» Record list:
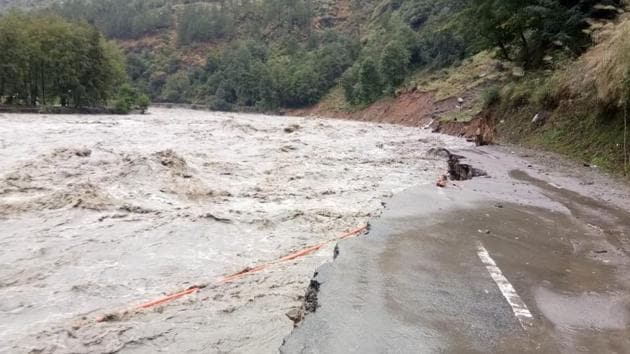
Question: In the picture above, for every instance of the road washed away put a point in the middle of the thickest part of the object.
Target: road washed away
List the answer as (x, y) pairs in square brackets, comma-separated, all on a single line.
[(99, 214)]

* * *

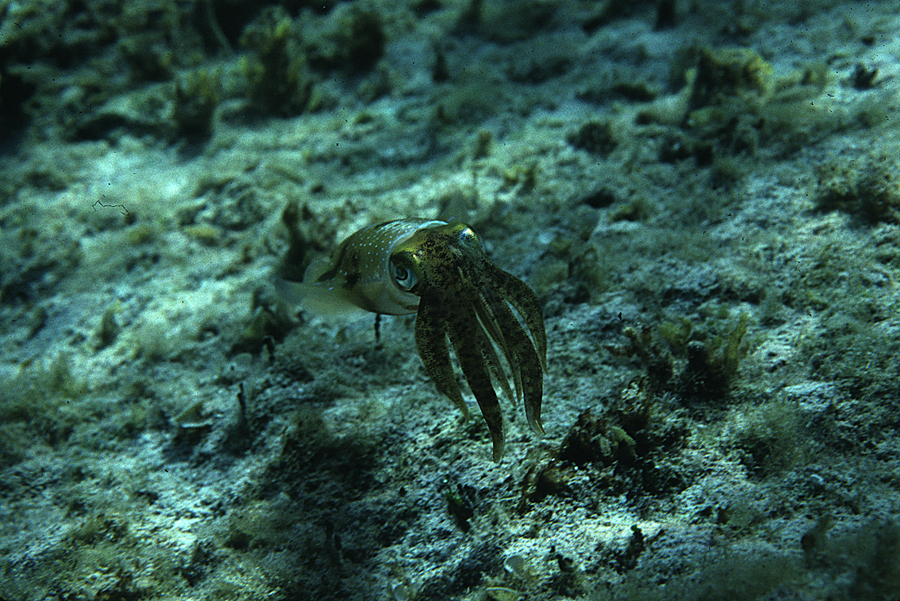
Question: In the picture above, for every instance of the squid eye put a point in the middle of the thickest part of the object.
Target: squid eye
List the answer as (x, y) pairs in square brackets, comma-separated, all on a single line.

» Instructions to follow:
Copy the rows from the line with "Question: In the picture above, for every instance of the road" up to and including the line with "[(99, 214)]", substituting "flooded" for "washed away" and changing nothing else.

» Result of this task:
Question: In the picture above, for every instance of the road flooded put a point in the middle of the thickest part of the object.
Target: road flooded
List the answer as (x, y) pairs in square brackets, comma-separated, all on a single line.
[(99, 214)]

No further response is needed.